Items listed in a dataset:
----

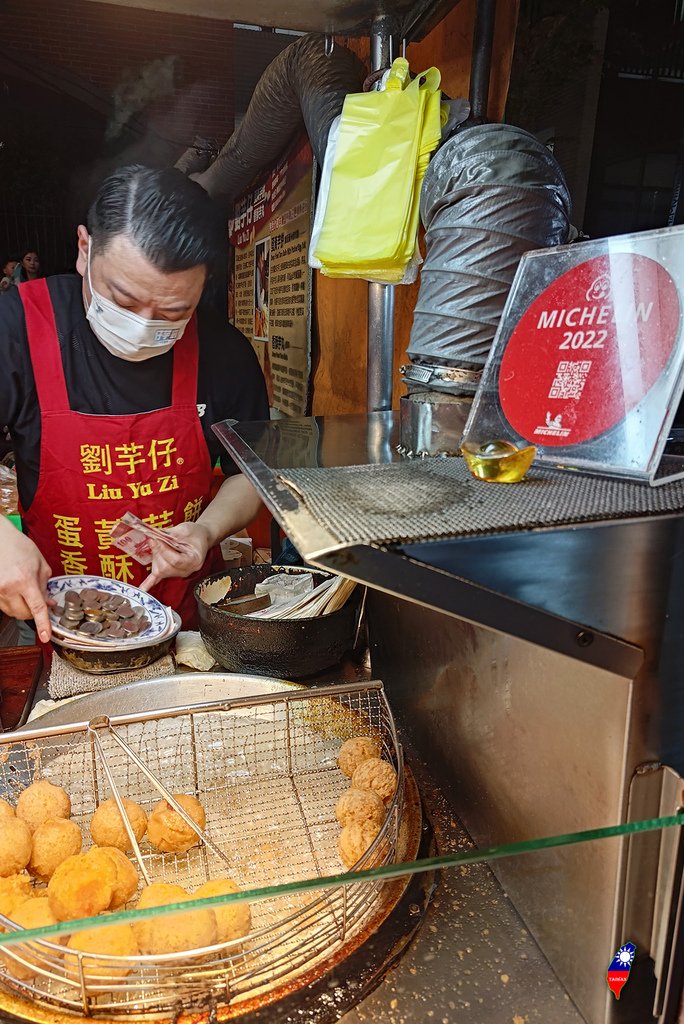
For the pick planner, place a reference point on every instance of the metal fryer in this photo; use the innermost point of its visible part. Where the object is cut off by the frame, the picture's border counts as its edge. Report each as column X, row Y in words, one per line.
column 264, row 768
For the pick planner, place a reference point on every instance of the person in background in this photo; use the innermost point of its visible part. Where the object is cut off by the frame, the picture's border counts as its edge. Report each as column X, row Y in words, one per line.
column 7, row 270
column 111, row 381
column 28, row 267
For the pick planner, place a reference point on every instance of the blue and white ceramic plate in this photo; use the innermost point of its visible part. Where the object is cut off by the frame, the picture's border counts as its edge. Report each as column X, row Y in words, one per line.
column 157, row 612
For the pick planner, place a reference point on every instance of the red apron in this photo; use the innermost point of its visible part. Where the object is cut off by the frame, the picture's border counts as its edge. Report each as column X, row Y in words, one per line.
column 94, row 468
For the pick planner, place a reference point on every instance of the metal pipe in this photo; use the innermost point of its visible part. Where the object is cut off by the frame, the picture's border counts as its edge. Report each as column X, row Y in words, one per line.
column 380, row 347
column 481, row 58
column 381, row 297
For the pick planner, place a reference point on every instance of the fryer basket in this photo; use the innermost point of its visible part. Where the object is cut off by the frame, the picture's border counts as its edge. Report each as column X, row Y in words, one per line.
column 264, row 768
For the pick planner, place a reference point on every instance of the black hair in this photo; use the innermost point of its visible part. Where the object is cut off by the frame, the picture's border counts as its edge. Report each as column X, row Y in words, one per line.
column 171, row 219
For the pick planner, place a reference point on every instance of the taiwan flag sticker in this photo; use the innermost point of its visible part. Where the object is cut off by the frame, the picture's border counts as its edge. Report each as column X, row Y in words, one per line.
column 620, row 968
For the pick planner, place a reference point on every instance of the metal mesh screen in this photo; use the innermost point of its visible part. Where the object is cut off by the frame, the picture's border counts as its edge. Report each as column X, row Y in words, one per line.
column 410, row 501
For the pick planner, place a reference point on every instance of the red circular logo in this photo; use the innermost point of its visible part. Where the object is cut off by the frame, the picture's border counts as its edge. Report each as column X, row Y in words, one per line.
column 589, row 348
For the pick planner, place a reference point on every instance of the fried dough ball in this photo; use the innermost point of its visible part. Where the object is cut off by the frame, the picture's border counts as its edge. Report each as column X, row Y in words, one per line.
column 32, row 913
column 354, row 841
column 42, row 801
column 108, row 826
column 355, row 806
column 232, row 922
column 173, row 933
column 53, row 842
column 168, row 833
column 14, row 846
column 126, row 877
column 81, row 887
column 376, row 775
column 14, row 890
column 110, row 940
column 354, row 752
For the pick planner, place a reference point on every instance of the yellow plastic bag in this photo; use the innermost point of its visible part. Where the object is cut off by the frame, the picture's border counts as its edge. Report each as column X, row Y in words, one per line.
column 383, row 147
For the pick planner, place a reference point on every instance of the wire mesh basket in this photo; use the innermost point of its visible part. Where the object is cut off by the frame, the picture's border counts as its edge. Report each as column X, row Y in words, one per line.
column 264, row 769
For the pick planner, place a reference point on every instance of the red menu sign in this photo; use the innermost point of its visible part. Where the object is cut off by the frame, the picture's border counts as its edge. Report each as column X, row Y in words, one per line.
column 589, row 349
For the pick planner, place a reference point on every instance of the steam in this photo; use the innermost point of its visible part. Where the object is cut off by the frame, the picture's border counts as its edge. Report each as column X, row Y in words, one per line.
column 137, row 88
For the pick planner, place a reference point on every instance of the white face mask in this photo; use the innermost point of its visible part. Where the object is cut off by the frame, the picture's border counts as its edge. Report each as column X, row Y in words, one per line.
column 127, row 335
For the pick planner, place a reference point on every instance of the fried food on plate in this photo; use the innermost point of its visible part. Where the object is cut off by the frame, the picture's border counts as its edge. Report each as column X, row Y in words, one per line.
column 173, row 933
column 32, row 913
column 354, row 752
column 110, row 940
column 355, row 806
column 377, row 775
column 42, row 801
column 82, row 887
column 233, row 921
column 14, row 890
column 126, row 876
column 15, row 846
column 354, row 841
column 53, row 842
column 168, row 833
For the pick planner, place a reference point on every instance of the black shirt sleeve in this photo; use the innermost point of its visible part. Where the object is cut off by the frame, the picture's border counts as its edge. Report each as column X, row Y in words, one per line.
column 230, row 377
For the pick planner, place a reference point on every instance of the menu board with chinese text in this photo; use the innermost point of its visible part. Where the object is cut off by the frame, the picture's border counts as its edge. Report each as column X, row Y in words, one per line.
column 269, row 286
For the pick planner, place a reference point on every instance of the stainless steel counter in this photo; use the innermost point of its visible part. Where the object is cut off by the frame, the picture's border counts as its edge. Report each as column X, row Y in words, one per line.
column 529, row 638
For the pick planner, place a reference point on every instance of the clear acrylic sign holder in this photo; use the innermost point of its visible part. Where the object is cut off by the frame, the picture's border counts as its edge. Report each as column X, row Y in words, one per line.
column 588, row 360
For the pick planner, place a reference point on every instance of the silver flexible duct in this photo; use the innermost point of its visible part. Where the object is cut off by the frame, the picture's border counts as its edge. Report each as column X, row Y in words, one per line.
column 304, row 85
column 490, row 194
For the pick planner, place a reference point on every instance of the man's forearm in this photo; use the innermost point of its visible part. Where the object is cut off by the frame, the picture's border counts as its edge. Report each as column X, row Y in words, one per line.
column 234, row 506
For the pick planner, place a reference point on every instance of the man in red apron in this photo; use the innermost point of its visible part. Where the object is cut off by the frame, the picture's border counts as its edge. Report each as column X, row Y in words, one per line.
column 108, row 378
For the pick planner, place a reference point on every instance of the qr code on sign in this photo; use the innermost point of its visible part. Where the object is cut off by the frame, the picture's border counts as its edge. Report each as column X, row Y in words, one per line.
column 569, row 380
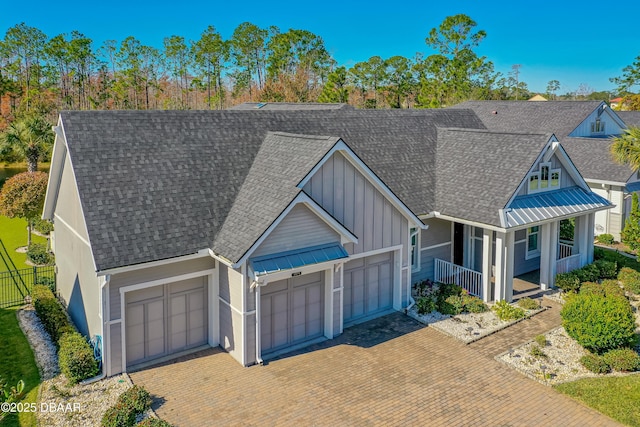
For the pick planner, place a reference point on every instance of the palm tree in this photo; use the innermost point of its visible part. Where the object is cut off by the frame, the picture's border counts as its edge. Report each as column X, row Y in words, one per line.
column 30, row 137
column 626, row 148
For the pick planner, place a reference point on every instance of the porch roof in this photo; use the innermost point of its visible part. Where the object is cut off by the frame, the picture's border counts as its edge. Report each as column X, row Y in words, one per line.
column 539, row 207
column 297, row 258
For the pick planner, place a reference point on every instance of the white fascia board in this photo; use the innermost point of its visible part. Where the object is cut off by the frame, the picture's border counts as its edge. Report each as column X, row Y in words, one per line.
column 302, row 197
column 200, row 254
column 367, row 172
column 55, row 172
column 438, row 215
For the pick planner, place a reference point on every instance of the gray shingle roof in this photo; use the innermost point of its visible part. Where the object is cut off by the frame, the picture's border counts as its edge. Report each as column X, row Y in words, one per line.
column 591, row 157
column 630, row 118
column 161, row 184
column 557, row 117
column 270, row 186
column 286, row 106
column 492, row 165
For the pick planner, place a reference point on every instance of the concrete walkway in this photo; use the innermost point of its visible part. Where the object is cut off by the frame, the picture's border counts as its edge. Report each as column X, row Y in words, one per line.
column 390, row 371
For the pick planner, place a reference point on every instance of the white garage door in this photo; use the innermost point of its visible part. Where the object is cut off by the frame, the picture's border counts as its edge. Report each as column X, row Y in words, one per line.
column 166, row 319
column 291, row 311
column 368, row 287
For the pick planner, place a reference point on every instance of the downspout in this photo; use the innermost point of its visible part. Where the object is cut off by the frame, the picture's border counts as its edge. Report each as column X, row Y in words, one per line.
column 105, row 320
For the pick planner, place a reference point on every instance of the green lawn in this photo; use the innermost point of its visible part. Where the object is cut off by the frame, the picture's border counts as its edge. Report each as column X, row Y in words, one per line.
column 13, row 233
column 17, row 363
column 617, row 397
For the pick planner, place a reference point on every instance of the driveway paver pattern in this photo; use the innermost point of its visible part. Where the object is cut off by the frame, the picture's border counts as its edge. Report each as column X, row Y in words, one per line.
column 389, row 371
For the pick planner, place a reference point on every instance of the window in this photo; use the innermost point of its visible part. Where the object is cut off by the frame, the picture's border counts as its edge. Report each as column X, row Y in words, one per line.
column 415, row 249
column 533, row 242
column 544, row 179
column 597, row 126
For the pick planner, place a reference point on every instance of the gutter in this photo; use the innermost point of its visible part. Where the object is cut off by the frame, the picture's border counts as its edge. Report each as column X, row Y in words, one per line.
column 103, row 353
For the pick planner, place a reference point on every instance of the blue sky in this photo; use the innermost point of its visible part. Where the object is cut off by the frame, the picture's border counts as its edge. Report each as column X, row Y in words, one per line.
column 567, row 40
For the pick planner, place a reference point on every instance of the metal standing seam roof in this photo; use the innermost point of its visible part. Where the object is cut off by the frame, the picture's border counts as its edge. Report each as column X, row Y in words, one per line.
column 297, row 258
column 538, row 207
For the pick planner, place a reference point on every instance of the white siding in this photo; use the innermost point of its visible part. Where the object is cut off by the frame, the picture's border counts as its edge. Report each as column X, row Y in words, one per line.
column 299, row 229
column 354, row 201
column 584, row 128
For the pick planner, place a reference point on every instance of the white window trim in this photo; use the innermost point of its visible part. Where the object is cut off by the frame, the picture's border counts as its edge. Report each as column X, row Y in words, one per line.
column 535, row 253
column 414, row 249
column 538, row 173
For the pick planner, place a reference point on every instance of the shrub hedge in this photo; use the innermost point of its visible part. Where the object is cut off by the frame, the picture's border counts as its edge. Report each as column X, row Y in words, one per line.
column 76, row 358
column 599, row 323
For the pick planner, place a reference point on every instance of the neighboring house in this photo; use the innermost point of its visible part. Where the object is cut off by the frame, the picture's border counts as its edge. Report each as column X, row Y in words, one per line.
column 584, row 129
column 262, row 231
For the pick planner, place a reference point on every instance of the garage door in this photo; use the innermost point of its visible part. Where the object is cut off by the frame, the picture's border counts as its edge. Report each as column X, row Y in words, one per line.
column 291, row 311
column 368, row 287
column 166, row 319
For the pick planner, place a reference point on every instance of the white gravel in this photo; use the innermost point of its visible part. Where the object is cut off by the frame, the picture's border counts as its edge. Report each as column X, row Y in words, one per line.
column 43, row 349
column 467, row 327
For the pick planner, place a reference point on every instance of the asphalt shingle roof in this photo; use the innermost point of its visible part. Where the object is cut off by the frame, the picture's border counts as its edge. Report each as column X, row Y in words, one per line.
column 557, row 117
column 492, row 165
column 161, row 184
column 630, row 118
column 592, row 158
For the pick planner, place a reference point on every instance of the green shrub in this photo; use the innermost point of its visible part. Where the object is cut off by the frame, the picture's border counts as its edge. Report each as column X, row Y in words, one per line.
column 592, row 288
column 595, row 363
column 119, row 415
column 507, row 312
column 588, row 273
column 38, row 254
column 153, row 422
column 541, row 340
column 599, row 323
column 630, row 279
column 537, row 351
column 607, row 269
column 622, row 359
column 474, row 304
column 425, row 305
column 605, row 239
column 612, row 288
column 568, row 282
column 528, row 303
column 43, row 226
column 76, row 358
column 49, row 282
column 137, row 398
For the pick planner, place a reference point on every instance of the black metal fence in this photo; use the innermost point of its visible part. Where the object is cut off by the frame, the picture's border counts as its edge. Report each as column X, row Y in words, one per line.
column 15, row 285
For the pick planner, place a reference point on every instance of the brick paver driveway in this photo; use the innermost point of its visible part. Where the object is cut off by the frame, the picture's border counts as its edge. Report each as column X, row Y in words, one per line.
column 390, row 371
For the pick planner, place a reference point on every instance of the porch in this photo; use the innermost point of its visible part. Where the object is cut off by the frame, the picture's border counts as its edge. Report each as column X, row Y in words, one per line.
column 491, row 271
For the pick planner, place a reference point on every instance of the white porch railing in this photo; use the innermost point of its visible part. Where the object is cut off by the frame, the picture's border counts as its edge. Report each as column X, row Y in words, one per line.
column 564, row 250
column 448, row 272
column 568, row 264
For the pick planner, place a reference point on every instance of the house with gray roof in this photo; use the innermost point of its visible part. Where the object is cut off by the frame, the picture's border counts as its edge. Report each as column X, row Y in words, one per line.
column 584, row 129
column 261, row 231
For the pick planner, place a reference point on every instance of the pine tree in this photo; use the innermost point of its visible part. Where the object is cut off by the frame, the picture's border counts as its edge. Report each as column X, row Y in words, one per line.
column 631, row 232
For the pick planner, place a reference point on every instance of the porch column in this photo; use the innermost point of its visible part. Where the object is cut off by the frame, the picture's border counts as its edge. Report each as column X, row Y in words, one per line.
column 504, row 266
column 581, row 238
column 548, row 254
column 591, row 224
column 487, row 262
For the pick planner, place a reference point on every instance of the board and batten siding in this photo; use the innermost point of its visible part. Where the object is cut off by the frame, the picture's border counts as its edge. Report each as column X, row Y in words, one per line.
column 119, row 280
column 355, row 202
column 299, row 229
column 435, row 242
column 77, row 282
column 611, row 127
column 565, row 179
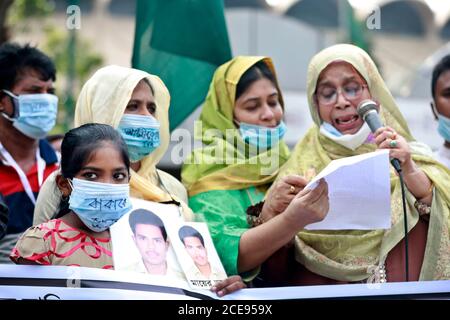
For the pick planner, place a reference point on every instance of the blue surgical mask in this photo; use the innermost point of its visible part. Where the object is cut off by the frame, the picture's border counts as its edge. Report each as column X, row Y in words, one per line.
column 99, row 205
column 444, row 127
column 141, row 135
column 262, row 137
column 35, row 114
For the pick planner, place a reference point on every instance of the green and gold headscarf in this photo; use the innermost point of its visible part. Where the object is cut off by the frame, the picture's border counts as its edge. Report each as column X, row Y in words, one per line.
column 350, row 255
column 224, row 163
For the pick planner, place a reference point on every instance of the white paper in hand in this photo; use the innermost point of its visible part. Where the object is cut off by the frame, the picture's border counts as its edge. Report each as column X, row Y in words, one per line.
column 359, row 193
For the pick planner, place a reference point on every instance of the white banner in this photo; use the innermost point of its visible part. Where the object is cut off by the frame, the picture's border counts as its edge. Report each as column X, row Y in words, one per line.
column 75, row 283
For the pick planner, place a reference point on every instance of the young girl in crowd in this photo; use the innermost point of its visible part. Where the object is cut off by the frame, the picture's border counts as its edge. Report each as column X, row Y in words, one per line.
column 136, row 104
column 95, row 171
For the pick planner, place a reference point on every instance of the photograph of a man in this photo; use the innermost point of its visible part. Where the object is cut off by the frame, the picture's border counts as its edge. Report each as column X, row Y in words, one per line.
column 150, row 237
column 195, row 246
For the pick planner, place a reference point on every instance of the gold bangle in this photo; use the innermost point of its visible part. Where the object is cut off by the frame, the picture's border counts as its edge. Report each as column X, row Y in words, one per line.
column 430, row 191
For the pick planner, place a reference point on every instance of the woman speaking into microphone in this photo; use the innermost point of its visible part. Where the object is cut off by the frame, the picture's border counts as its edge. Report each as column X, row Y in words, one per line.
column 339, row 79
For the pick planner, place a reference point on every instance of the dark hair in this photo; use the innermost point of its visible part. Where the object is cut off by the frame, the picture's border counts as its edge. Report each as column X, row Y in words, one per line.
column 258, row 71
column 54, row 137
column 78, row 145
column 142, row 216
column 188, row 231
column 149, row 84
column 16, row 59
column 442, row 66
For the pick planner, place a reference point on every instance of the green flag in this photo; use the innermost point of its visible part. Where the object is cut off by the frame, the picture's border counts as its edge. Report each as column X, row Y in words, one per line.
column 182, row 42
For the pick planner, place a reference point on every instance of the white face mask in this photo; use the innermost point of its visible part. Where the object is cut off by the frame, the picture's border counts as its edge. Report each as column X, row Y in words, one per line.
column 350, row 141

----

= STATED TASK =
Repeat precisely the lines of the data starting at the one containing "of the gold", last line included.

= ANSWER TO THE PROBLEM =
For the pick planner, place a reference point on every instance of the gold bangle in this photo; use the innermost point of its visible part. Where the object is cut off by the frame, the picture's border counts as its edge. Report each as column X, row Y in words, one per line.
column 430, row 191
For the pick planner, place a reference point on every instance of the woman speaking into microphone in this photo; use the innermost point of its visible part. Where the object is cut off by the frame, the picture's border counts as its edge. Report each as column X, row Y in words, one per line.
column 339, row 79
For the pick planner, place a reference point on every instance of the dark hair in this photo; use the innermost point of its visible part. Where the object is cut off by the frame, the picture's border counts as its edge. Report each as column X, row Y in words, one per line.
column 258, row 71
column 54, row 137
column 78, row 145
column 142, row 216
column 188, row 231
column 149, row 84
column 16, row 59
column 442, row 66
For the pick planner, place a reference point on every instance of the green flag in this photo; use the innermost point of its visible part. Where the object is cut off by the frame, the picture's border counts as its edge. Report each as column X, row Y in words, one per line.
column 182, row 42
For the pick planner, place a reference point on every instance of the white face mask in this photo; use the innermost point of its visible part. Where the object is cut off by the frame, the picture's border counts as its edge. Report each as column X, row Y in words, one per line.
column 350, row 141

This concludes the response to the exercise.